→ **EXERCISE BRIEF**
Locate the word "holding" in the material, then show every line that holds it.

→ **DATA RECORDS**

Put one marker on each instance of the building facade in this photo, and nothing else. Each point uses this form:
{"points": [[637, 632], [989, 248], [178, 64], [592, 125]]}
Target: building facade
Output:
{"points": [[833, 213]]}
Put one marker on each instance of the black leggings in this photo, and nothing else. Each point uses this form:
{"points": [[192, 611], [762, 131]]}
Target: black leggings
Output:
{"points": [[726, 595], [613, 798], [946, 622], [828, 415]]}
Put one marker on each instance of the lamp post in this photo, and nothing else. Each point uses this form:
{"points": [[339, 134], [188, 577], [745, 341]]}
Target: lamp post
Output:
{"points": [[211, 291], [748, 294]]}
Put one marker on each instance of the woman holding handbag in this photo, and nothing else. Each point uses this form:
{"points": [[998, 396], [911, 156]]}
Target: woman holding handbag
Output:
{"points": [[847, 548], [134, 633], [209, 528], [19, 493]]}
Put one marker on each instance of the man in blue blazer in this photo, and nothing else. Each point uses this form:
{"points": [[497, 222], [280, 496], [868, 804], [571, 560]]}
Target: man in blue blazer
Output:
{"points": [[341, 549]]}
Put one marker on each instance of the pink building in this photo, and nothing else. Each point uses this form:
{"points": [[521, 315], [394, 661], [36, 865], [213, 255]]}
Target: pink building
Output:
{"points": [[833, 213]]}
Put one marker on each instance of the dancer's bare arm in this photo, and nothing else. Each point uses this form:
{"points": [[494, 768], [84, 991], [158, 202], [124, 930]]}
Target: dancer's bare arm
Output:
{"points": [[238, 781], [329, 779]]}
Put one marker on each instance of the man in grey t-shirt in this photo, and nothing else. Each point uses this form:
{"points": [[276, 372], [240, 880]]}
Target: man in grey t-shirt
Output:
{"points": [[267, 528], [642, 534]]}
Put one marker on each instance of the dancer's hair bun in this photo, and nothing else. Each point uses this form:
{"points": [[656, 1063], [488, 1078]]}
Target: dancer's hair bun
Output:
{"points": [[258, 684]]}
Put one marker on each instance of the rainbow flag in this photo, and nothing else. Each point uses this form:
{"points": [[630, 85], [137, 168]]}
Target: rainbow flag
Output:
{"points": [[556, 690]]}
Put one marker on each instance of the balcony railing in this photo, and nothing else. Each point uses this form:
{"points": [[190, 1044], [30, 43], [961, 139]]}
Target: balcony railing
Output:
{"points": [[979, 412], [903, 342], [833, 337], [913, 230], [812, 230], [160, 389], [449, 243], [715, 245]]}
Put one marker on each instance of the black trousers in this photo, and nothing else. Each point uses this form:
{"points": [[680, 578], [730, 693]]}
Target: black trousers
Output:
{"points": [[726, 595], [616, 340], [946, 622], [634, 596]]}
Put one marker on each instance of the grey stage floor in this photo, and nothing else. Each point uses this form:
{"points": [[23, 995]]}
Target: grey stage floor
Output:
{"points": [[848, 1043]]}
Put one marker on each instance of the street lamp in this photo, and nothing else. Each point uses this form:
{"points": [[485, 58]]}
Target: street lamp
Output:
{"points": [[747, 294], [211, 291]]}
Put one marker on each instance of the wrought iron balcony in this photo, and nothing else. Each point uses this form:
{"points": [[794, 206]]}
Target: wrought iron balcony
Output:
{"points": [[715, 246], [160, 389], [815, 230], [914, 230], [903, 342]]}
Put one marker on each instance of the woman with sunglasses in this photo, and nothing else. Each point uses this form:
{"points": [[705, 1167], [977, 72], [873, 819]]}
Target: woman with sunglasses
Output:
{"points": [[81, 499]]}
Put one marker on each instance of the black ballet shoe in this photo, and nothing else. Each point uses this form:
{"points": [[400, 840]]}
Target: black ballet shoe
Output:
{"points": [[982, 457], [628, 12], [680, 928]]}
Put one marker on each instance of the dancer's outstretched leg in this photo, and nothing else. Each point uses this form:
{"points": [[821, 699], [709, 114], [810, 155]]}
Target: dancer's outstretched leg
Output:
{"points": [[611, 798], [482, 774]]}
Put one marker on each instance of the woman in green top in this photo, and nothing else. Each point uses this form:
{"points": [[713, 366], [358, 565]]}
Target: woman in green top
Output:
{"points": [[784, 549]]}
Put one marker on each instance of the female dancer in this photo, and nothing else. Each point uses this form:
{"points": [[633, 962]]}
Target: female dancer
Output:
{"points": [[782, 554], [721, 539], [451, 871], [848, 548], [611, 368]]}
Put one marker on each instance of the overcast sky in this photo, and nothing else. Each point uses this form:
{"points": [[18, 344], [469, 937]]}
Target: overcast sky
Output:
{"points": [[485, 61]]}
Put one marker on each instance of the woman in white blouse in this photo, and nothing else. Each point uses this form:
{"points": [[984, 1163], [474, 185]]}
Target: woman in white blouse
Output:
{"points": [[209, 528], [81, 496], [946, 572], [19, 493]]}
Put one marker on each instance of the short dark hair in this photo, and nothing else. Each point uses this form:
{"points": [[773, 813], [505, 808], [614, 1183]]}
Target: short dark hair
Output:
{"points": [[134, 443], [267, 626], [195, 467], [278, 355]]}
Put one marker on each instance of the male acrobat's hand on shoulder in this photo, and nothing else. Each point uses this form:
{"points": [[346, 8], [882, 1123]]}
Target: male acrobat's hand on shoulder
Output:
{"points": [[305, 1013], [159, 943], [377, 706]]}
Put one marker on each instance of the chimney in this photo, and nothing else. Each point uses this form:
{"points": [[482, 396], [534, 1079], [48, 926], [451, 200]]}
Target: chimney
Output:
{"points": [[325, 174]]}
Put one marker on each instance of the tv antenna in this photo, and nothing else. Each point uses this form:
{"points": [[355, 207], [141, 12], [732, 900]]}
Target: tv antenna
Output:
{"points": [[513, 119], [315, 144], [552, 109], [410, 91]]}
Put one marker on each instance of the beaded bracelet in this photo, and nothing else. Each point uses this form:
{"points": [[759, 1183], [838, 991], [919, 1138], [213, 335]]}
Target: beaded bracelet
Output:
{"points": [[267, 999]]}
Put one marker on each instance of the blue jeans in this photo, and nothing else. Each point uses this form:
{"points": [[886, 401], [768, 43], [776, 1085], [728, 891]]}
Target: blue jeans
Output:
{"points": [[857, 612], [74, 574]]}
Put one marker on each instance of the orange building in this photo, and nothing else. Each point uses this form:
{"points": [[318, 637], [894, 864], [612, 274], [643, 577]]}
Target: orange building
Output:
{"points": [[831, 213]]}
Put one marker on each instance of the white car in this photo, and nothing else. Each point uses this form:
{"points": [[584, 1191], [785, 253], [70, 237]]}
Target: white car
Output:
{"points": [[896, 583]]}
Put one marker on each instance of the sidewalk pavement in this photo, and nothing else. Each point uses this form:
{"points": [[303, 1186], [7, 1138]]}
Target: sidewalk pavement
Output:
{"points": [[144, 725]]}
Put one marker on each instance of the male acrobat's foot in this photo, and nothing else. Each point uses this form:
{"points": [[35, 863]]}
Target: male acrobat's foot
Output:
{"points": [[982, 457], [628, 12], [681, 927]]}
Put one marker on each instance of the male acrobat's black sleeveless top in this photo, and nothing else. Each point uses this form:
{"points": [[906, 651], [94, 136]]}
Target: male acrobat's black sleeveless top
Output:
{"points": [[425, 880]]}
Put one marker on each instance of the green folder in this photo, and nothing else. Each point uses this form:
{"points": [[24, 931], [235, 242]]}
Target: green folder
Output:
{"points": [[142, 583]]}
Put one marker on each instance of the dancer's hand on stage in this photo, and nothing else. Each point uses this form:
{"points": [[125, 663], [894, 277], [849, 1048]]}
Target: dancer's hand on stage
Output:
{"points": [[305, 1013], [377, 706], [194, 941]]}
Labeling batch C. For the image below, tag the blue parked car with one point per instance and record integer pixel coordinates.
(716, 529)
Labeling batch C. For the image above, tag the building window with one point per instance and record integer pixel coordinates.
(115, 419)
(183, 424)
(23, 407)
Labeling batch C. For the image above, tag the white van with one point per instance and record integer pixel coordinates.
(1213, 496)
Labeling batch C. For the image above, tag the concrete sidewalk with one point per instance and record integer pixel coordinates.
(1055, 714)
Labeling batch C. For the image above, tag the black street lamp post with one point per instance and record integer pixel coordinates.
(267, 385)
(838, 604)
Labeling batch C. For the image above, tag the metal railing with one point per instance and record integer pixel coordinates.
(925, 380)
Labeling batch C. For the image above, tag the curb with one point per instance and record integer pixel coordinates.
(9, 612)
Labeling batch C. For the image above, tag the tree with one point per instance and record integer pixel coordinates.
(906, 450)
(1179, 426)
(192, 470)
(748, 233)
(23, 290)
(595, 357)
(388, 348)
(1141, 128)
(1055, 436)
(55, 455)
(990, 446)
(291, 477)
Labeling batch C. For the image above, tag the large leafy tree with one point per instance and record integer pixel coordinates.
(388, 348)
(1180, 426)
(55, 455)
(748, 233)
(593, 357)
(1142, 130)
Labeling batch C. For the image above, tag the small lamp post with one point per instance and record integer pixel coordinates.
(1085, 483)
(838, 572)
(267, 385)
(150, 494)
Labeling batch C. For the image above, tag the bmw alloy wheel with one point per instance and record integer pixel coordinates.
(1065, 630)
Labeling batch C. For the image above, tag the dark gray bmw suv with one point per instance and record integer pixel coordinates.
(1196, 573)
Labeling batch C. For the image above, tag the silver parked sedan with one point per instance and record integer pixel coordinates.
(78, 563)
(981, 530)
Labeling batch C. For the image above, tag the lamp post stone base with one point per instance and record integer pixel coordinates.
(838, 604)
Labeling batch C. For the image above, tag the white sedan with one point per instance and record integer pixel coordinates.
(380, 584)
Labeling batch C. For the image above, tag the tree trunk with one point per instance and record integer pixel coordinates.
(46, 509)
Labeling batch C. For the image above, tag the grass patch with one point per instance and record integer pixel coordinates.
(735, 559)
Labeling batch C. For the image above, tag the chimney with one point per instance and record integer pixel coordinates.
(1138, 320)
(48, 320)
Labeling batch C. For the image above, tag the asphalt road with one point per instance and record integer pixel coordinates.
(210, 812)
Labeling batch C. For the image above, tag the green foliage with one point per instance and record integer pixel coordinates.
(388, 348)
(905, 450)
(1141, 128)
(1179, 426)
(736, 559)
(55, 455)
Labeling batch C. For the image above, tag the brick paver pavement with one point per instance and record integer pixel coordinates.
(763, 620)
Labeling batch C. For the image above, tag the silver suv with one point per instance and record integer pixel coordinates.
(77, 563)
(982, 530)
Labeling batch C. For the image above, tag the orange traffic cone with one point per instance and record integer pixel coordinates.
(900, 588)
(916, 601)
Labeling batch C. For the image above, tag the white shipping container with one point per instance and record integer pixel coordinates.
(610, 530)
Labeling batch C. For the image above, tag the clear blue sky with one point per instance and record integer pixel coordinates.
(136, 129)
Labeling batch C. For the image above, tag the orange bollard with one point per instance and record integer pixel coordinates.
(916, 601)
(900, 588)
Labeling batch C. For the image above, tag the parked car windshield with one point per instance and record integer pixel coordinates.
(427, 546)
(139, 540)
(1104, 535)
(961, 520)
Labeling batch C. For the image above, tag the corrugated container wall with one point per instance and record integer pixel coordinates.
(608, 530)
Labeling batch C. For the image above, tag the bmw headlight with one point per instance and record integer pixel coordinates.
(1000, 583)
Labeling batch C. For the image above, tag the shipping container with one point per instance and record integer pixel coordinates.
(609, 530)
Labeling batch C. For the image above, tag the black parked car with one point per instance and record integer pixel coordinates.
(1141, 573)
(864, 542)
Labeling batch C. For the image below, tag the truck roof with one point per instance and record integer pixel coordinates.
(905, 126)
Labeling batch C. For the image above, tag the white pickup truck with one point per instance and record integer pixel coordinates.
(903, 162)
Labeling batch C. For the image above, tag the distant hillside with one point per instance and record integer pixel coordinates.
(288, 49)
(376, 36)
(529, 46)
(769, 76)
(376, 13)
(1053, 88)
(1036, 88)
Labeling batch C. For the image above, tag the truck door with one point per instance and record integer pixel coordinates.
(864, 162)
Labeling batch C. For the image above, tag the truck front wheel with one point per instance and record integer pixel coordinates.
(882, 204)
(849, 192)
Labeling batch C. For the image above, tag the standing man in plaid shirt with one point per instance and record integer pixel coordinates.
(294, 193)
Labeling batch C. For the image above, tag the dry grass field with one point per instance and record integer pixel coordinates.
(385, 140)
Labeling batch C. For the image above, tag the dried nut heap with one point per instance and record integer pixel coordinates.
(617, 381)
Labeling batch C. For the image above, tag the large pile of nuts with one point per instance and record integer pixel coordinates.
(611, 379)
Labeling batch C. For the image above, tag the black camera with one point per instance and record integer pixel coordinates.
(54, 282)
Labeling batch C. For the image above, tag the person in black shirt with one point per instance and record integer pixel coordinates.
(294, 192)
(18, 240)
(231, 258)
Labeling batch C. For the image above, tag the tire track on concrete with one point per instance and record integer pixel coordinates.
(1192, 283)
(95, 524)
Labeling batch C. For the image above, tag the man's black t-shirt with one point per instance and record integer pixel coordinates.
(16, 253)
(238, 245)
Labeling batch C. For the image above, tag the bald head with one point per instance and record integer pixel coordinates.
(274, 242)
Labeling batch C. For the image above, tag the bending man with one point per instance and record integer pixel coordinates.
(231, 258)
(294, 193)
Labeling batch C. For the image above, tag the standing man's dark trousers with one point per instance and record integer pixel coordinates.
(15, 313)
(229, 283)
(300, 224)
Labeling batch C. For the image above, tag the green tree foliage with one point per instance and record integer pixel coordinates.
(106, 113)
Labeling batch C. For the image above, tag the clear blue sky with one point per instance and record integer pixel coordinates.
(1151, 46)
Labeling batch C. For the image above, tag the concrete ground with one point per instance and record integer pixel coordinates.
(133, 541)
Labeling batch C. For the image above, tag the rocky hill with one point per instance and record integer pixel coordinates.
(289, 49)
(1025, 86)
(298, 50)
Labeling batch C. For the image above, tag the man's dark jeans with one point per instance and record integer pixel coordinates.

→ **YOUR SOLUTION**
Put one marker on each instance of the woman holding handbag in this photo, and nothing else. Each point uses this form:
Target: woman holding handbag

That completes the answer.